A fitness to practise case against a former chief nurse at Mid Staffordshire Foundation Trust has resumed today.
Janice Harry, who worked at the trust between 1998 and 2006, faces a number of allegations relating to failures in her management.
These include failing to ensure the trust, which runs Stafford Hospital, had adequate staffing levels, appropriate standards of record keeping, hygiene and cleanliness, administration of medication, provision of nutrition and fluids, and patient dignity.
She is also accused of bullying staff and acting in an “aggressive and intimidating” way and reducing some employees to tears.
Her case was adjourned earlier this year. Earlier sessions heard that Ms Harry was involved in the decision by the trust’s board to save millions of pounds from the budget in 2006 by reducing frontline staff numbers. She is accused of telling the board in April 2006 that savings would not be harmful to patient safety or care.
The public inquiry by Robert Francis QC, which was published in February, found no evidence that a risk assessment of the move was carried out.
Ms Harry, who has since retired from nursing, has denied any misconduct.
The NMC was also set to re-open the cases against former Mid Staffordshire accident and emergency department sisters Tracy White and Sharon Turner.
Ms White faces five charges of misconduct relating to patient care and falsifying waiting times, and Ms Turner faces six, including falsifying waiting times, patient care and racist conduct, relating to their time in charge of the A&E department in 2007.
The NMC apologised earlier this year over the delay in dealing with fitness to practise cases involving nurses from Mid Staffordshire.

**Data shown:**
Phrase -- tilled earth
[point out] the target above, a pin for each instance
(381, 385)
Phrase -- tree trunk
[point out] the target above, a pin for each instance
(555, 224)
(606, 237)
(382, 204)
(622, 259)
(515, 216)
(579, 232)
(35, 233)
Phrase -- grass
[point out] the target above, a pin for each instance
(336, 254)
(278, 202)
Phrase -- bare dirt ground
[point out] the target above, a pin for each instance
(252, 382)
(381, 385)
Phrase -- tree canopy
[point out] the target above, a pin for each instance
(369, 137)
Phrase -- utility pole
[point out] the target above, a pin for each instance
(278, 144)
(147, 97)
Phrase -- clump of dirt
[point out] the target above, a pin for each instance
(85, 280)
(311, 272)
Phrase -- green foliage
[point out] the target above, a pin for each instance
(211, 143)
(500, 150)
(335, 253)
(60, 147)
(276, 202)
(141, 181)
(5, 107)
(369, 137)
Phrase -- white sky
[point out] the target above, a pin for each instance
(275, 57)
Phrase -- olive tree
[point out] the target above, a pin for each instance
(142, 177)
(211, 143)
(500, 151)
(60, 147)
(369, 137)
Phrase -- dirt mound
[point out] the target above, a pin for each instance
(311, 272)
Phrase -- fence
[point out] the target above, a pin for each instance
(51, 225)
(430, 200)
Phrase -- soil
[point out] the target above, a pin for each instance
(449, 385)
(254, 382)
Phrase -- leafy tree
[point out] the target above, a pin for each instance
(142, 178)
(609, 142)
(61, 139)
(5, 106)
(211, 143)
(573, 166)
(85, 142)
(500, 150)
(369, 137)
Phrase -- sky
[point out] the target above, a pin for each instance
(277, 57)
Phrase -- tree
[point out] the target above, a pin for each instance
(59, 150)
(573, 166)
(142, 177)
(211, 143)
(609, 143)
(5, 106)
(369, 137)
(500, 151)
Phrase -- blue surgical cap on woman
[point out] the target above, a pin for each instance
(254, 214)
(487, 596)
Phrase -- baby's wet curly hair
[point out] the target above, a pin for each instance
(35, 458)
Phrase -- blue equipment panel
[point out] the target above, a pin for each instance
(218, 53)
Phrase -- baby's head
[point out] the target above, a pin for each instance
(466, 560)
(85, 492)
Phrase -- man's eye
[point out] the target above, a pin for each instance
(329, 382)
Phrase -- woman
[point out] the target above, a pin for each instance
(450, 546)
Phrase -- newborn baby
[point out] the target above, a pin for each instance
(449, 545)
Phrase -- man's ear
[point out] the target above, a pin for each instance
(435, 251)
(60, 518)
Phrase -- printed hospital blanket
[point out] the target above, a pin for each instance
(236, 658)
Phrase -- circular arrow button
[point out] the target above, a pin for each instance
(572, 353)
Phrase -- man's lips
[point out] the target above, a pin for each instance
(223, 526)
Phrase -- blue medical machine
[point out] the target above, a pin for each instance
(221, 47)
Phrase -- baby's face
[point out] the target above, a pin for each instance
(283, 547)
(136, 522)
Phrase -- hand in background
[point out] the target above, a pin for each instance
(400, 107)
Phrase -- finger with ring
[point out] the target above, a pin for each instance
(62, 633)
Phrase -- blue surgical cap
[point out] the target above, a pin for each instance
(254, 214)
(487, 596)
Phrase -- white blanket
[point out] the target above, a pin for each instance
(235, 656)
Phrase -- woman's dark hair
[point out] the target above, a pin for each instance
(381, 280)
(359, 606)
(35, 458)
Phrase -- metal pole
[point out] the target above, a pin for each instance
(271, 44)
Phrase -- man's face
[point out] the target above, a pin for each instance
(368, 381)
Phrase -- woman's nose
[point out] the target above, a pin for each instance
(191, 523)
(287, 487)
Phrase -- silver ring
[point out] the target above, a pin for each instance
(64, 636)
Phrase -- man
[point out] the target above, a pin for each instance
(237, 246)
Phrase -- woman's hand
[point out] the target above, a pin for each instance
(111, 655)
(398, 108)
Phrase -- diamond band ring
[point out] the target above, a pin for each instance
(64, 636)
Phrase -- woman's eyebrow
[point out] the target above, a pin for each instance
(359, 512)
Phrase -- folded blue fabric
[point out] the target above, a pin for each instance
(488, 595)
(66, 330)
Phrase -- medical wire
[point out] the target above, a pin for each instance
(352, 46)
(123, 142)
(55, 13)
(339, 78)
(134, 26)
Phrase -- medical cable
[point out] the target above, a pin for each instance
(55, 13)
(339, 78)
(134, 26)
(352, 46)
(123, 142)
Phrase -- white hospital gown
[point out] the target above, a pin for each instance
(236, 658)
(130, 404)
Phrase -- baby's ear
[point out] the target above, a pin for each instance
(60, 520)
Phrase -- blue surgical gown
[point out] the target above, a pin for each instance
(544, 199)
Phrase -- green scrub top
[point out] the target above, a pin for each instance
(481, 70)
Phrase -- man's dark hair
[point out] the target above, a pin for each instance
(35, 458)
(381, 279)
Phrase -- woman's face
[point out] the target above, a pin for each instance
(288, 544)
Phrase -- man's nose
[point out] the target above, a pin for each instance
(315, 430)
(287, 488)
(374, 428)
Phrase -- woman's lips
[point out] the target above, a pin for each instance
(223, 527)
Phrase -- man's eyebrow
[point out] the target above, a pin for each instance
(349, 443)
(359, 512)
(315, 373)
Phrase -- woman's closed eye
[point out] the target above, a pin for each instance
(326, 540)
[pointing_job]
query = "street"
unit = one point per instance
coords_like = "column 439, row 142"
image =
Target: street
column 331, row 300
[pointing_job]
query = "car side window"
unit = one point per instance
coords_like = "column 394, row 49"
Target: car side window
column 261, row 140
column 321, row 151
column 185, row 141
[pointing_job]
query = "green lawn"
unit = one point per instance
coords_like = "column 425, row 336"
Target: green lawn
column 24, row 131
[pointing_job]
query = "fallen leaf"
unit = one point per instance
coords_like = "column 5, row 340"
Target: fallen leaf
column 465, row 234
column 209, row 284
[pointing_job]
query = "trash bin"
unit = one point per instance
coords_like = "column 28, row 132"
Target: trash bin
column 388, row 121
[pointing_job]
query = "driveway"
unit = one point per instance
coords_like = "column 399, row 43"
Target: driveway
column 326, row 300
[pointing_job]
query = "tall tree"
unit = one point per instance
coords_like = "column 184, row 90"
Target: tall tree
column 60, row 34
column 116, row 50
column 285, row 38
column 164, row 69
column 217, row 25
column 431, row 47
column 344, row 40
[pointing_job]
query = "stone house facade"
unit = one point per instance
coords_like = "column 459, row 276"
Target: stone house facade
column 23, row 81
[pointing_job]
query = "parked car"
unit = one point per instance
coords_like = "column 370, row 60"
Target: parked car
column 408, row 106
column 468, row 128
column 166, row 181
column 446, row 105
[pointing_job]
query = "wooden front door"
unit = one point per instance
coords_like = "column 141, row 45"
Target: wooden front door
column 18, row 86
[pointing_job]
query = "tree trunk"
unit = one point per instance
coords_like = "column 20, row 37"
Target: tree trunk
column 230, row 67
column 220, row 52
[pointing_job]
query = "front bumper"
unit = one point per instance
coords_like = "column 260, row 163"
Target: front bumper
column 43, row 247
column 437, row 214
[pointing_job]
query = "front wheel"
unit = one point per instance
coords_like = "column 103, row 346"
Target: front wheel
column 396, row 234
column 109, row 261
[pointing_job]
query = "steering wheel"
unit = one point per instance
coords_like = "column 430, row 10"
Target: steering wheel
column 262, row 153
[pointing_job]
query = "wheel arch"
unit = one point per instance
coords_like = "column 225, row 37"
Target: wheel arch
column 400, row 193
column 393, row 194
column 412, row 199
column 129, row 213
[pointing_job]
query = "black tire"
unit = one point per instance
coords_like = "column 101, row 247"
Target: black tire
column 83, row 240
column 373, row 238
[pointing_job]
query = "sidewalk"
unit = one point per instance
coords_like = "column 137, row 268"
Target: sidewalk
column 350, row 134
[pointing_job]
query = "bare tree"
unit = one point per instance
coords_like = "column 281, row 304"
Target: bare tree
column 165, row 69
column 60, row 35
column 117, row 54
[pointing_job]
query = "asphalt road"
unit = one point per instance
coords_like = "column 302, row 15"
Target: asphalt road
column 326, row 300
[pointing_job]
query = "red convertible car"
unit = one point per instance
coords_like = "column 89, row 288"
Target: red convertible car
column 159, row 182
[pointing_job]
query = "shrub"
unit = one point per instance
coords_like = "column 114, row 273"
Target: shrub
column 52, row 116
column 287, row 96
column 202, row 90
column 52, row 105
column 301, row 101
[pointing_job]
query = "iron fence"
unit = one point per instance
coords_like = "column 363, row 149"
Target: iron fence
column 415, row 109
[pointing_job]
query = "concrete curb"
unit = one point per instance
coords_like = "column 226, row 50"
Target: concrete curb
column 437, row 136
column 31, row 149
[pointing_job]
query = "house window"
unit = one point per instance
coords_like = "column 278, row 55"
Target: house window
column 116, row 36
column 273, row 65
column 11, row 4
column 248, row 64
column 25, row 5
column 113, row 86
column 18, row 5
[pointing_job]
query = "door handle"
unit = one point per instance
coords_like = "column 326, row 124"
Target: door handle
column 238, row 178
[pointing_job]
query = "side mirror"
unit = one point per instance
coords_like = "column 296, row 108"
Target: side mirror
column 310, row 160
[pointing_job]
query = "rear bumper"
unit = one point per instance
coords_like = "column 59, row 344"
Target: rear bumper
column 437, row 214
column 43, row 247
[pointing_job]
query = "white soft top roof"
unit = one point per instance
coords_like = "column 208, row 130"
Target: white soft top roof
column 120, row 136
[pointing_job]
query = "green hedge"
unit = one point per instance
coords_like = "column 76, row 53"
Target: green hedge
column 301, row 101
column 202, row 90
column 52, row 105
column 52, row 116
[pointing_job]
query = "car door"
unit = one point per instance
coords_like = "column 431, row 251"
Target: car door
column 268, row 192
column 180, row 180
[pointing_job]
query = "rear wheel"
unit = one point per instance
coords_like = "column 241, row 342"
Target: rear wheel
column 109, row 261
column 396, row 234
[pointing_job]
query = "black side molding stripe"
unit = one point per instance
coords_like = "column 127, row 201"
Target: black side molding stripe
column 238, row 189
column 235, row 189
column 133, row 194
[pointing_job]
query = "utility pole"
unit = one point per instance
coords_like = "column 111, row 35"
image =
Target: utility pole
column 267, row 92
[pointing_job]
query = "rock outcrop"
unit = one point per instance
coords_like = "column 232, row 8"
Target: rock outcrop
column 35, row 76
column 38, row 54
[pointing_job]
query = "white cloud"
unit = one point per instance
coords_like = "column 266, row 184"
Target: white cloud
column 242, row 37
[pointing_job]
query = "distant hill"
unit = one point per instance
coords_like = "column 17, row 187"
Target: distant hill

**Description of the task:**
Reproduce verbatim the stretch of the Mid Staffordshire article from "Her case was" through "safety or care.".

**Completed exercise:**
Her case was adjourned earlier this year. Earlier sessions heard that Ms Harry was involved in the decision by the trust’s board to save millions of pounds from the budget in 2006 by reducing frontline staff numbers. She is accused of telling the board in April 2006 that savings would not be harmful to patient safety or care.